What to produce: In the copy, include exactly the lines from the one with "Query: windshield wiper" through the end of the data and no others, both ends kept, with every picture left out.

Dataset excerpts:

=======

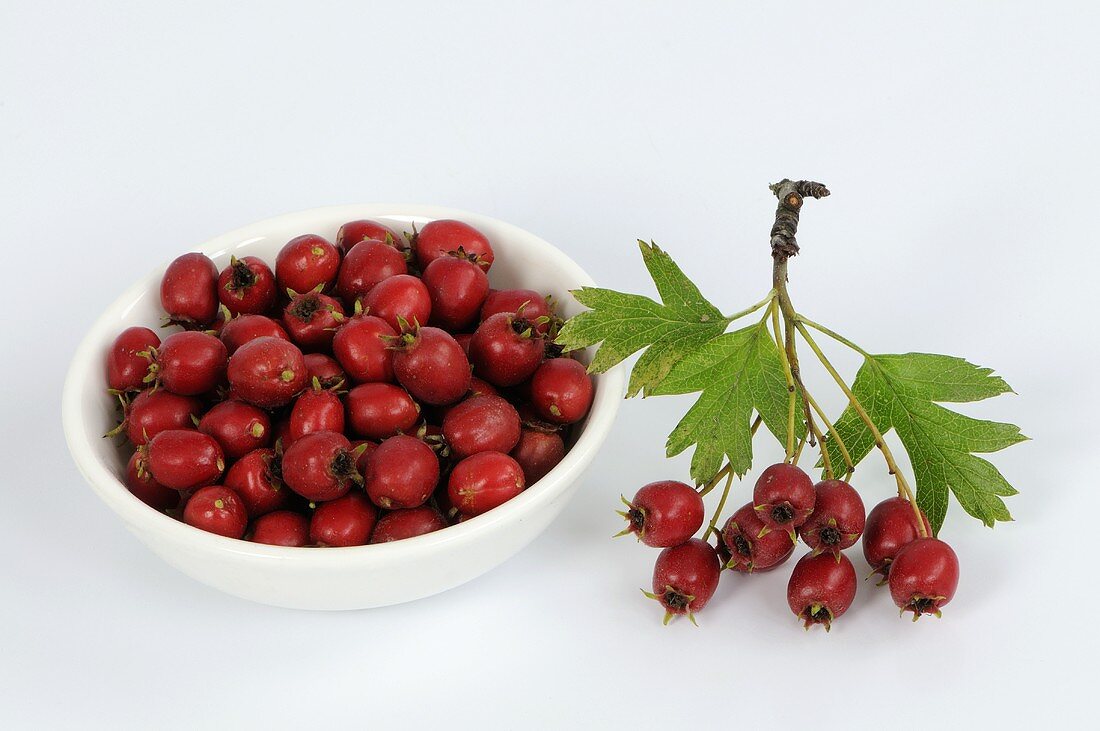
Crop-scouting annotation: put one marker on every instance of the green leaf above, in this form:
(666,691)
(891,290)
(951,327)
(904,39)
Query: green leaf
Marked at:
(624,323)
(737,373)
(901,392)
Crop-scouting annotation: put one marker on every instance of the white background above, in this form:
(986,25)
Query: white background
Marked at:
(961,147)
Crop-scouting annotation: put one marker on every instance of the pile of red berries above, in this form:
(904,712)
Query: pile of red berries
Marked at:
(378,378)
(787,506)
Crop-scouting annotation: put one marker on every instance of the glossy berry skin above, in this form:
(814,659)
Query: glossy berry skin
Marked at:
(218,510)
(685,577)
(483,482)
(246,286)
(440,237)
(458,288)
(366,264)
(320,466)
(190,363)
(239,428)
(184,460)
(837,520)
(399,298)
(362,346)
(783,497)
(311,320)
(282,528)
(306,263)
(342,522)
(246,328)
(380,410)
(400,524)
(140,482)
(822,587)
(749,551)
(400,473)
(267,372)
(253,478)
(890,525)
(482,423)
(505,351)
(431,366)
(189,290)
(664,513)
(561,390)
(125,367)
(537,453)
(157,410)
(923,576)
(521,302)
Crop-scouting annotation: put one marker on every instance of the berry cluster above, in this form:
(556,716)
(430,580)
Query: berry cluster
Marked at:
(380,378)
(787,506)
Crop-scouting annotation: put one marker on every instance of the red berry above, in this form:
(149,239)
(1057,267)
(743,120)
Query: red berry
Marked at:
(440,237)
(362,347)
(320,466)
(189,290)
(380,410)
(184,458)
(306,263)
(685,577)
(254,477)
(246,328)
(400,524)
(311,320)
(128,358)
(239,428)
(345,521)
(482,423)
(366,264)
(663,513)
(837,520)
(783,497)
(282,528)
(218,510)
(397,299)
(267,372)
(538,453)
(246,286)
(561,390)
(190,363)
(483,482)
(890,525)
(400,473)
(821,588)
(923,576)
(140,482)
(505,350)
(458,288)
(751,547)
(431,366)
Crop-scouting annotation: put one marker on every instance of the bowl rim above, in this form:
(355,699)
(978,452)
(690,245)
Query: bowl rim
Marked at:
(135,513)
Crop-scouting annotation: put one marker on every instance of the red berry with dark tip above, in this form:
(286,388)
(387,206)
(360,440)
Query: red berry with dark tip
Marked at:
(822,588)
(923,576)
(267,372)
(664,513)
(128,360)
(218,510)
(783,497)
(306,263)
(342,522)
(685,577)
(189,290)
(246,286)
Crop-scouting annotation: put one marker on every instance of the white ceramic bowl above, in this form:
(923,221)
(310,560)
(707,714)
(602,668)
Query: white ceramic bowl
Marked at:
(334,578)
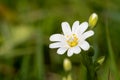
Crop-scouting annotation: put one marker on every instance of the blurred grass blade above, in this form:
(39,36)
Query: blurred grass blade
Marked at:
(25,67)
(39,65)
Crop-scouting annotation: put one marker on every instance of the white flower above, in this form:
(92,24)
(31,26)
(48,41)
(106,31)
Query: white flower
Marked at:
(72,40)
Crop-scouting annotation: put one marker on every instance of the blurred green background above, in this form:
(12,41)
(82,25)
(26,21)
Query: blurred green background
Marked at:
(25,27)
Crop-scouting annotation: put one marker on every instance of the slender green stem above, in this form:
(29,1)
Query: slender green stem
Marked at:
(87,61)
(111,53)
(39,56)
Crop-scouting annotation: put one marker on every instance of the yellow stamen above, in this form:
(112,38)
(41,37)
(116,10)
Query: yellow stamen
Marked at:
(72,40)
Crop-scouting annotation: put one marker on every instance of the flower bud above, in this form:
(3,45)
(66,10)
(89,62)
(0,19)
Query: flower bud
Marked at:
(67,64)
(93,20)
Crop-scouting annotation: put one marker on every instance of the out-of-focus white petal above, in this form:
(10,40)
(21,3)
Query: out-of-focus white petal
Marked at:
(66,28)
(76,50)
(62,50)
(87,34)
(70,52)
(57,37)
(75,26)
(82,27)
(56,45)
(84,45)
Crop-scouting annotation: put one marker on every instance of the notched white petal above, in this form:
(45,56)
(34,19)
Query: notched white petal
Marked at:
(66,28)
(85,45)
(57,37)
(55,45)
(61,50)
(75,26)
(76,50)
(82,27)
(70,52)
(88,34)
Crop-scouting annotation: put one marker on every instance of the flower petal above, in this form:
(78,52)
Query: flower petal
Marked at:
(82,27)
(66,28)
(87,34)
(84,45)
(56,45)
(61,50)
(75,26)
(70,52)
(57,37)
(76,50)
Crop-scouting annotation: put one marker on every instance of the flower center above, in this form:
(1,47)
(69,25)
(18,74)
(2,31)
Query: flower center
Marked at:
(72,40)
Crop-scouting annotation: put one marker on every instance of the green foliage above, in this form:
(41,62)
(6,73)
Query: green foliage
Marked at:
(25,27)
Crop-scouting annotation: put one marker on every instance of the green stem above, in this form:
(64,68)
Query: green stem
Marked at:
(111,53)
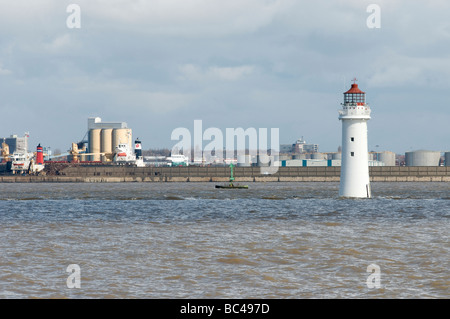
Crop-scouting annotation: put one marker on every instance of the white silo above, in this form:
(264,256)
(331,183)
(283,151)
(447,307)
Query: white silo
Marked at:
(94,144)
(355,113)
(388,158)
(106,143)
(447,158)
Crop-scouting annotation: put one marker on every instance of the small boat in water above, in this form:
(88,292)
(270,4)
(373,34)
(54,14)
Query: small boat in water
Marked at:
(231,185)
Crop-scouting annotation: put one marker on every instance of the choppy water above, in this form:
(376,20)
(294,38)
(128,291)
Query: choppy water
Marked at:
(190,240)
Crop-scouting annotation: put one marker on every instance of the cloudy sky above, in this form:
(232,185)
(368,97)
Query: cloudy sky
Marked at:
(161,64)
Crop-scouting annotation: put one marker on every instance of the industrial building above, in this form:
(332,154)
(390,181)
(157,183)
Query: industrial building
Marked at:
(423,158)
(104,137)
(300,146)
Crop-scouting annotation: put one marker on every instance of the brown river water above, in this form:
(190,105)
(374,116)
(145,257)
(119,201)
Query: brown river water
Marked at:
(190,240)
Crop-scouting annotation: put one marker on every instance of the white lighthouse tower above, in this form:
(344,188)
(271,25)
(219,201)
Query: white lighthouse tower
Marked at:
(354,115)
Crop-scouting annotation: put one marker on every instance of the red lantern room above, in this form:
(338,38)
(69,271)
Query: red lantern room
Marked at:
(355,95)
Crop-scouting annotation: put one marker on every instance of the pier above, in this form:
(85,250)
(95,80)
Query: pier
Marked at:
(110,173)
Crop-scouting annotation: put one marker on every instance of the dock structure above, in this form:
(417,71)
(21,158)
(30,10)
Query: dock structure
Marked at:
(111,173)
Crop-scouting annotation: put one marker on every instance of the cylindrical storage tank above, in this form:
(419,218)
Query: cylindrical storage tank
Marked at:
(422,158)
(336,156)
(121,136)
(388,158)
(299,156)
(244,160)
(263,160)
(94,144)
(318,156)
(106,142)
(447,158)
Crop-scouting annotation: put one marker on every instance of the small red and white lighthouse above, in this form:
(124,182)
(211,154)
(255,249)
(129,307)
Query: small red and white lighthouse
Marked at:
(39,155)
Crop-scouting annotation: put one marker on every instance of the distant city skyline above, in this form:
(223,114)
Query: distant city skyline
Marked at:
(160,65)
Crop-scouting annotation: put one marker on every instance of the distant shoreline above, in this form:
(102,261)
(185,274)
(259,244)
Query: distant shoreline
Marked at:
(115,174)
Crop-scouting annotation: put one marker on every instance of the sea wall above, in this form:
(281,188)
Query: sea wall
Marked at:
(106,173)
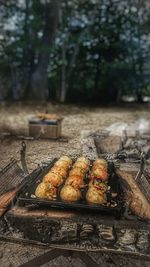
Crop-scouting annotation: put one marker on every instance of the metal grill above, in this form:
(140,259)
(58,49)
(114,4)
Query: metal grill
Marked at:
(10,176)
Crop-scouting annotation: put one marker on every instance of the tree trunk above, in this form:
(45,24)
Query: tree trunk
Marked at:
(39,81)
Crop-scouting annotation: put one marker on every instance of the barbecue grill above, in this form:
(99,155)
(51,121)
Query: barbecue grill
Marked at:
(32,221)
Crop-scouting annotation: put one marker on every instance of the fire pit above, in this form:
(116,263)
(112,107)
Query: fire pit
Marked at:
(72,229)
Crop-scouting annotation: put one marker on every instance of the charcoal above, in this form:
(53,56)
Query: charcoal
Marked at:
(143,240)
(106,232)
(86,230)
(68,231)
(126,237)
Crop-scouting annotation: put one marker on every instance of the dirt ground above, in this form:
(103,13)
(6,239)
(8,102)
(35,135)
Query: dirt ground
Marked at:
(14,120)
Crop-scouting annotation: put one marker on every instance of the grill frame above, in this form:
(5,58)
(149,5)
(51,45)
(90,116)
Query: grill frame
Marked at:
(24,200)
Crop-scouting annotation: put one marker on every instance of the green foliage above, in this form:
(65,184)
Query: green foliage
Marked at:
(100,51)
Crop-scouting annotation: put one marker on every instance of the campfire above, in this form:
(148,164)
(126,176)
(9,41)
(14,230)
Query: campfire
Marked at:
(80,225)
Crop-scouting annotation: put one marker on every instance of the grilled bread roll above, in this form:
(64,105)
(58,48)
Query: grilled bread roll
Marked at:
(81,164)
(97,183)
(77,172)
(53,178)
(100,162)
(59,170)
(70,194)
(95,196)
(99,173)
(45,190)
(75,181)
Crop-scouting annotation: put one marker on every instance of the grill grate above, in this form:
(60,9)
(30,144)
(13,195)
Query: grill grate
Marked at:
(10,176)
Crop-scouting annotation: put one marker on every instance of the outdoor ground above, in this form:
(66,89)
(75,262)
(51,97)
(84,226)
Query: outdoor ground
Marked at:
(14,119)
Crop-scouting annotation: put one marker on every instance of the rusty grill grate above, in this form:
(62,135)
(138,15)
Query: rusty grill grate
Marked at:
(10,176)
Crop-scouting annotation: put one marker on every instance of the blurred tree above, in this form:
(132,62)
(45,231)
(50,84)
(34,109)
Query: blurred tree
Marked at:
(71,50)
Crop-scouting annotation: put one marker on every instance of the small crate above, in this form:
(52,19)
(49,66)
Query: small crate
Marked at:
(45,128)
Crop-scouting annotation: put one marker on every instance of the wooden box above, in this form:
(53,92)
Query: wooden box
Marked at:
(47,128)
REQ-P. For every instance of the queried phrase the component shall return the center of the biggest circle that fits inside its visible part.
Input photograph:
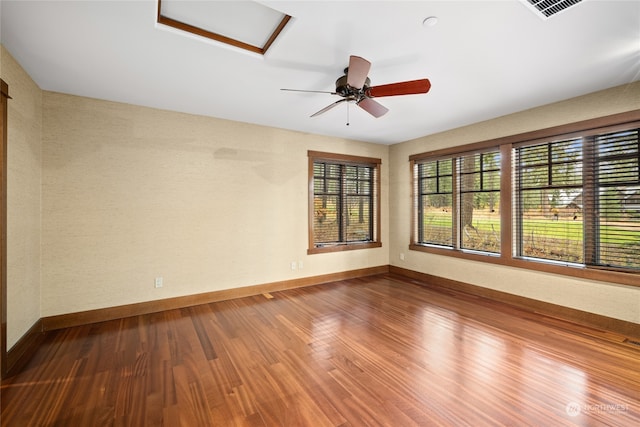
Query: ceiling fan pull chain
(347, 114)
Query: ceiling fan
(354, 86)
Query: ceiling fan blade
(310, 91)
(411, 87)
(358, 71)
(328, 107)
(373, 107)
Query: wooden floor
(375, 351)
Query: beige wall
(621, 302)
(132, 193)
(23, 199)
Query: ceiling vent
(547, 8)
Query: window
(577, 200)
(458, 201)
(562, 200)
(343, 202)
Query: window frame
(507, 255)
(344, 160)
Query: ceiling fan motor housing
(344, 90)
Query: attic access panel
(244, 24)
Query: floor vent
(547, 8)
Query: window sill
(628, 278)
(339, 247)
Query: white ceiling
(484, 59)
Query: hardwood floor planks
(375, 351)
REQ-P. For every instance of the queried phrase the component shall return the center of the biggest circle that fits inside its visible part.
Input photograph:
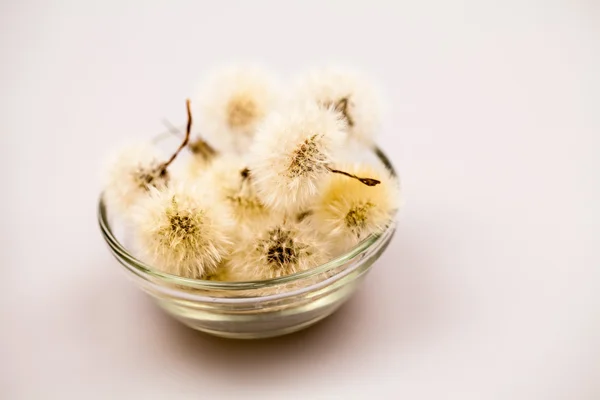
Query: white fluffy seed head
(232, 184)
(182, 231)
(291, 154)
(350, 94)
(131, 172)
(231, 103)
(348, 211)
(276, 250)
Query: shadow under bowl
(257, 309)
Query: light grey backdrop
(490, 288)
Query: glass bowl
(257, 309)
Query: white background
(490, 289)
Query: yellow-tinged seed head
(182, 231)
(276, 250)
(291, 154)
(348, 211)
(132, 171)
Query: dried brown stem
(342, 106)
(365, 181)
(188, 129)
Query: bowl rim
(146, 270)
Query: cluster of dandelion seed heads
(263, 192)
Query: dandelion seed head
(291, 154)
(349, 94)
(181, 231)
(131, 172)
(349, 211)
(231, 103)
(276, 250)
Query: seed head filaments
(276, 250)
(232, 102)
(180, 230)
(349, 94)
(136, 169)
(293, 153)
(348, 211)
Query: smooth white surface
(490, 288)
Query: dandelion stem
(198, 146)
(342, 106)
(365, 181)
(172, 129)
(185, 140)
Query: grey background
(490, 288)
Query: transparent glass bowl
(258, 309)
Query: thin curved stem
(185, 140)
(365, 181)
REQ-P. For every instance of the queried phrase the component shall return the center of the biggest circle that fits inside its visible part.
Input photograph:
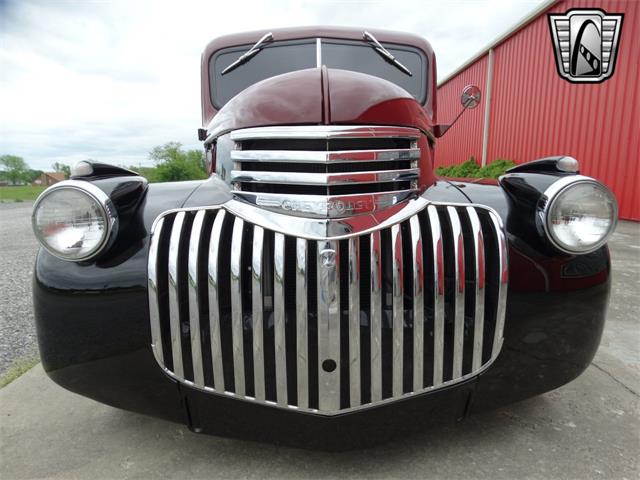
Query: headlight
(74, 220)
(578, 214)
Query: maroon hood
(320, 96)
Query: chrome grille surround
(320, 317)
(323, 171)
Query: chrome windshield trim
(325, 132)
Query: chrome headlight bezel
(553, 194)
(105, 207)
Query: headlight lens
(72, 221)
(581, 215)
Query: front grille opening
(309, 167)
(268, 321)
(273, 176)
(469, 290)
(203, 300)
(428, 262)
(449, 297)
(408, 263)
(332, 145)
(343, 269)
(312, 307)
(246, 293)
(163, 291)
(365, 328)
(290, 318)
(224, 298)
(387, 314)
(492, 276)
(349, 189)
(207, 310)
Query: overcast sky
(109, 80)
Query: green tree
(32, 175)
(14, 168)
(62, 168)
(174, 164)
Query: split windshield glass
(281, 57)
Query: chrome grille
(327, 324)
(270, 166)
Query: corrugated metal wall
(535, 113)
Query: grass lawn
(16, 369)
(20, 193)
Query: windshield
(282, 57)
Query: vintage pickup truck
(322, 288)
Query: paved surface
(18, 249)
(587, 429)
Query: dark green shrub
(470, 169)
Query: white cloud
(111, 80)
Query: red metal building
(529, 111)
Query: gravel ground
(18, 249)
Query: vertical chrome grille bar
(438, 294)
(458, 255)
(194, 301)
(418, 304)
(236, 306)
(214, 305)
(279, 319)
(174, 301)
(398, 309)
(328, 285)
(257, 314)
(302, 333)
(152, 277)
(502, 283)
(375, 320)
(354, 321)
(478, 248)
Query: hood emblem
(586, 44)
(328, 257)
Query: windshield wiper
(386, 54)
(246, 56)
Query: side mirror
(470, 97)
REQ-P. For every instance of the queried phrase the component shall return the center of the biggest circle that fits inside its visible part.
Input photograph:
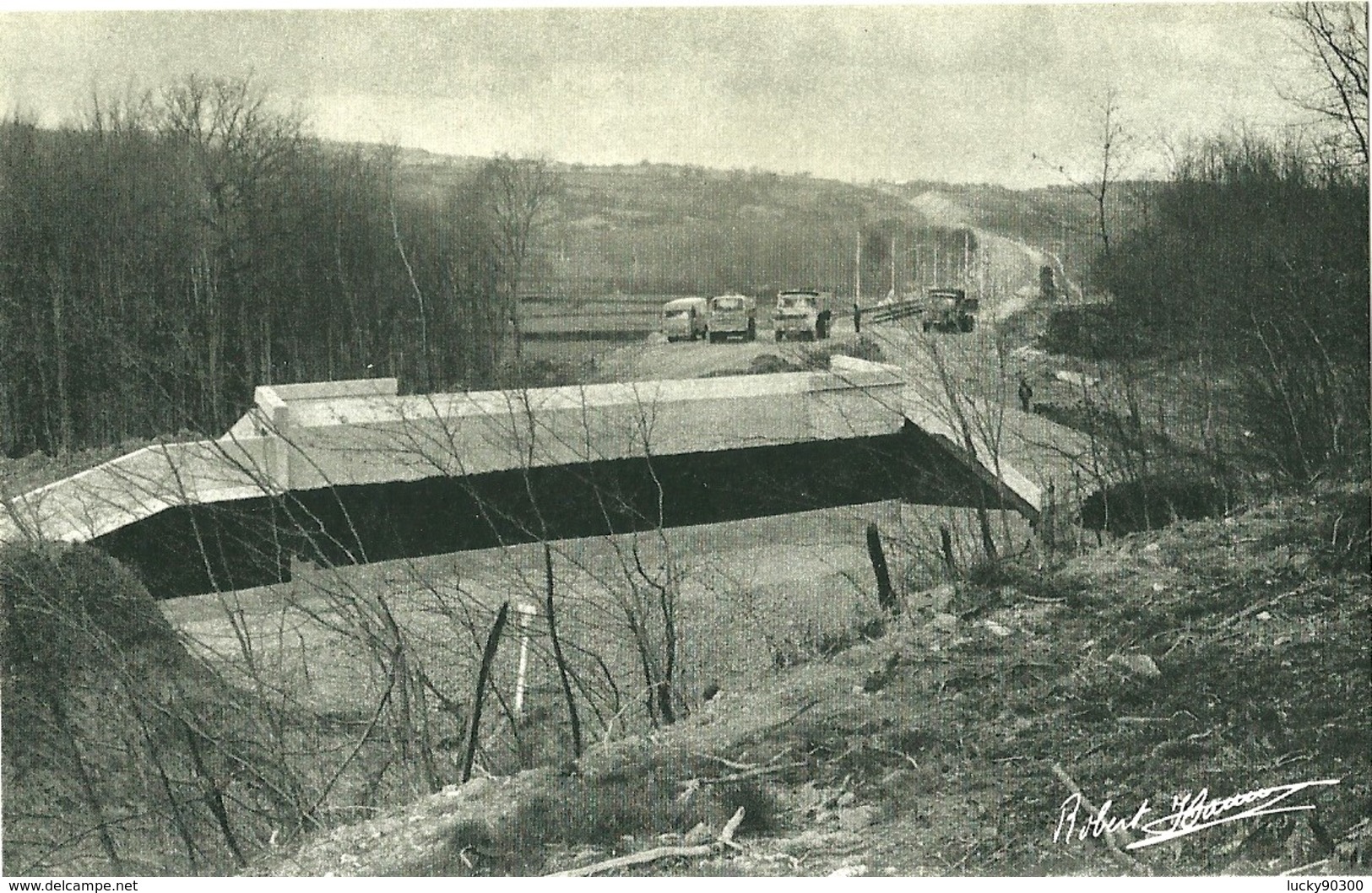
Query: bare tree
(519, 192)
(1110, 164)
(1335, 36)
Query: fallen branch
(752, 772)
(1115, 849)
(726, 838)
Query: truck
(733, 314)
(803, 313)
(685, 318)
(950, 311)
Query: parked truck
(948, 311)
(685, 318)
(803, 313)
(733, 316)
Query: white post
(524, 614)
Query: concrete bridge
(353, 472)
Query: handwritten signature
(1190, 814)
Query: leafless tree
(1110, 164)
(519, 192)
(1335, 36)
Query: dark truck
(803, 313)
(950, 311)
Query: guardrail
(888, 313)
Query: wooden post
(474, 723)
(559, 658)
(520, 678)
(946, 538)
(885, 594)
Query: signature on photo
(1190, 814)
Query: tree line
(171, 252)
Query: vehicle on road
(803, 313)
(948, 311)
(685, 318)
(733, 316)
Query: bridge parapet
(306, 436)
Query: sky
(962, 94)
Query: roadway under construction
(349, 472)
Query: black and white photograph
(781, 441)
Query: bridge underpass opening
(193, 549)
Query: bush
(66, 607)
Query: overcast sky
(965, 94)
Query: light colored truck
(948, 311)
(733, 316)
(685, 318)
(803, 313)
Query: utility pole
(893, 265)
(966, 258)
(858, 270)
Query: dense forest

=======

Answer to this exercise:
Query: windshield wiper
(386, 54)
(246, 56)
Query: side mirror
(470, 97)
REQ-P. For every instance of the queried phrase the component shall return the center of the biggest circle that fits inside its visible part.
Input photograph:
Query: bare tree
(519, 192)
(1110, 164)
(1335, 36)
Query: fallen branch
(752, 772)
(1115, 849)
(726, 838)
Query: truck
(733, 314)
(803, 313)
(685, 318)
(950, 311)
Query: parked truck
(948, 311)
(685, 318)
(803, 313)
(733, 316)
Query: white post
(524, 614)
Query: concrete bridge
(353, 472)
Query: handwritten signature
(1190, 814)
Query: leafless tree
(1110, 164)
(519, 192)
(1335, 36)
Query: dark truck
(803, 313)
(950, 311)
Query: guardrail
(888, 313)
Query: wooden post
(474, 723)
(559, 658)
(520, 678)
(946, 538)
(885, 594)
Query: signature on photo
(1190, 814)
Query: tree line
(171, 252)
Query: vehicle on road
(803, 313)
(948, 311)
(685, 318)
(733, 316)
Query: bridge parapet
(306, 436)
Query: sky
(962, 94)
Query: roadway under construction
(349, 472)
Query: black and white photograph
(781, 441)
Query: bridge underpass opening
(193, 549)
Query: bush
(66, 607)
Query: overcast sky
(965, 94)
Query: light colored truck
(948, 311)
(733, 316)
(685, 318)
(803, 313)
Query: utility pole
(893, 265)
(966, 258)
(858, 270)
Query: dense forest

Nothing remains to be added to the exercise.